Data excerpts
====

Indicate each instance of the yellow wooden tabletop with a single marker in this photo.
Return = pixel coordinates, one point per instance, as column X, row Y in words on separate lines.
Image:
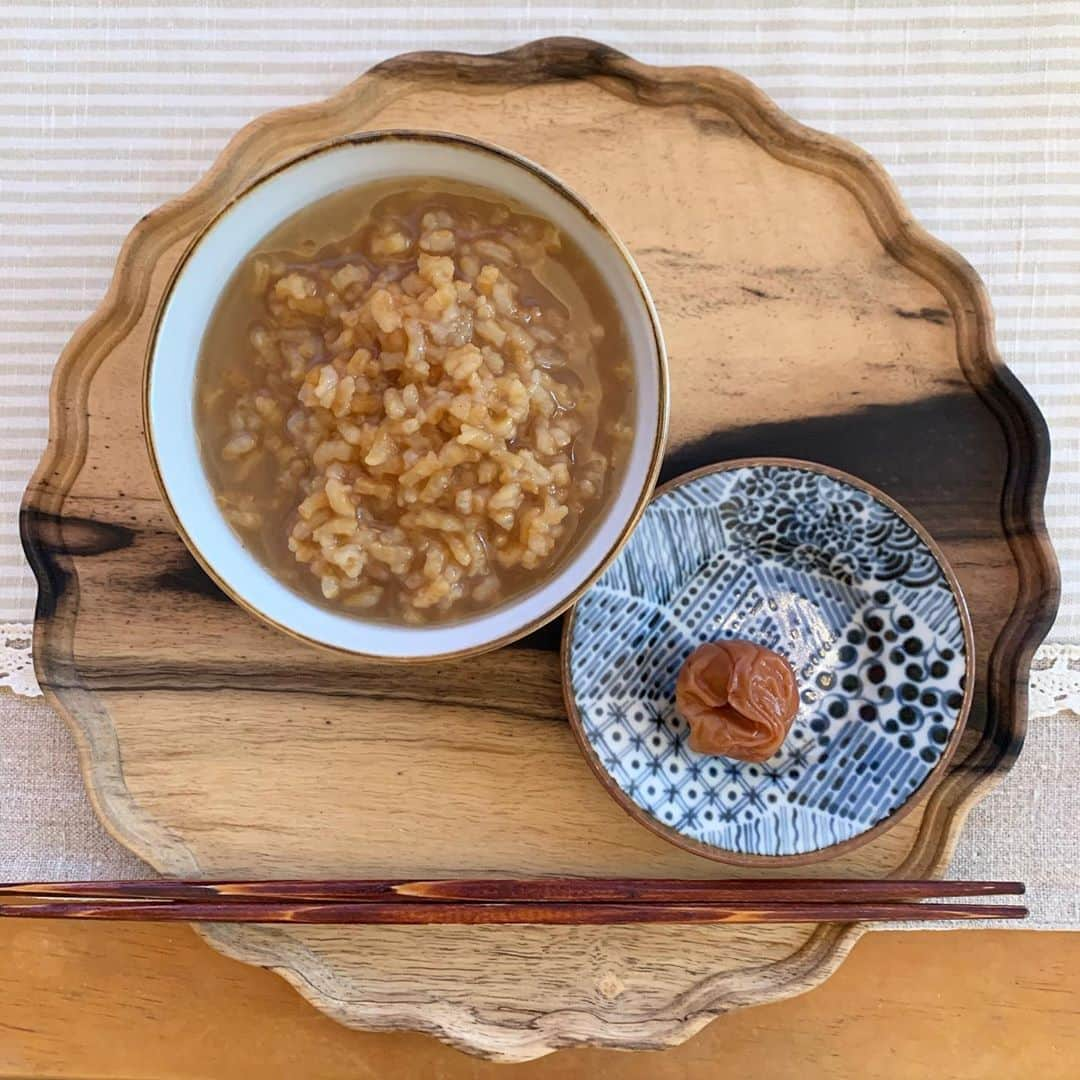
column 153, row 1001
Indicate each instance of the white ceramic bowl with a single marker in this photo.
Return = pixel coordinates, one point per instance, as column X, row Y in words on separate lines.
column 186, row 311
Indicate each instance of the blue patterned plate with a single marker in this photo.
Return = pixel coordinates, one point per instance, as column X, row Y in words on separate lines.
column 832, row 575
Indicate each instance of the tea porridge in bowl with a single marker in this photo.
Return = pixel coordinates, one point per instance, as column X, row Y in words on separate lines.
column 413, row 400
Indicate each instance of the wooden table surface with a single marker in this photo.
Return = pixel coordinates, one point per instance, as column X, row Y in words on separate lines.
column 153, row 1001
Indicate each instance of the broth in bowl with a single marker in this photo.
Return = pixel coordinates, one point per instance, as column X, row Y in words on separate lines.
column 414, row 400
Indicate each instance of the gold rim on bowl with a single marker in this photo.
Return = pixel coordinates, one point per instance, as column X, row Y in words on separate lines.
column 660, row 433
column 918, row 796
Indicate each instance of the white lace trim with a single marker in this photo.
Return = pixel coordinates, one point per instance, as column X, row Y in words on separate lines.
column 1055, row 672
column 16, row 659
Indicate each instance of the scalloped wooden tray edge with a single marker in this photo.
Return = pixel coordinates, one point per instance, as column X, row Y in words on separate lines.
column 1022, row 507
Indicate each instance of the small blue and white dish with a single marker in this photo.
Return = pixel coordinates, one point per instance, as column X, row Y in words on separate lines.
column 825, row 570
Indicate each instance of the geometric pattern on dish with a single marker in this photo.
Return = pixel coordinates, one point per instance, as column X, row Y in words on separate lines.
column 822, row 572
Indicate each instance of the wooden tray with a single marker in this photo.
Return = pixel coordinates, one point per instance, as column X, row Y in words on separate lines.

====

Copy out all the lines of the records that include "dish".

Indicate each instance of the small blue and white dish with a single marker in this photo.
Indicate each instance of the geometric pattern on dish with a single marker in this photo.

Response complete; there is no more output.